----- TEXTE FOURNI -----

Ce samedi 9 septembre 2023, Max Simeoni est décédé à l’âge de 94 ans. Arritti perd celui qui l’a créé, et la Corse perd le « père-fondateur » du nationalisme corse de l’époque moderne.
Max était l’aîné, entraînant ses frères Edmond et Roland, puis de plus en plus de Corses de sa génération, dans le combat pour le peuple corse. Au début des années 60, le peuple corse était même ignorant de sa propre existence, tant l’œuvre d’assimilation avait été loin, qui avait effacé des mémoires les mouvements politiques nés au lendemain de la guerre de 14-18, puis largement dévoyés ensuite durant la Seconde Guerre Mondiale.
Il a fallu repartir de zéro, dans une Corse exsangue économiquement et démographiquement, dont la seule perspective offerte à la jeunesse était l’exil, tandis que le berceau du village ne retenait que les plus âgés.
Le clanisme avait formaté les esprits, abritant une réalité identitaire forte tout en la mettant au service de sa propre destruction, par la généralisation de l’assistance, du sous-développement et de l’exil, ainsi que par l’acceptation de toutes les négations : négation de l’Histoire, jamais transmise ni enseignée, négation de l’Identité, folklorisée et mise au seul service d’un tourisme naissant, négation de la langue et de la culture, de moins en moins transmise, de plus en plus marginalisée.

----- DONNÉES EXTRAITES -----

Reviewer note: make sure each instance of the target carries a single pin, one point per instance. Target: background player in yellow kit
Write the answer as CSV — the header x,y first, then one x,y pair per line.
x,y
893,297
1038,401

-----

■ CONSIGNES
a) Citez le texte fourni de « Le clanisme avait » à « en plus marginalisée. ».
b) D'après le texte fourni, à quel âge Max Simeoni est-il décédé ?

■ RÉPONSES PAR TÂCHE
a)
Le clanisme avait formaté les esprits, abritant une réalité identitaire forte tout en la mettant au service de sa propre destruction, par la généralisation de l’assistance, du sous-développement et de l’exil, ainsi que par l’acceptation de toutes les négations : négation de l’Histoire, jamais transmise ni enseignée, négation de l’Identité, folklorisée et mise au seul service d’un tourisme naissant, négation de la langue et de la culture, de moins en moins transmise, de plus en plus marginalisée.

b) À 94 ans.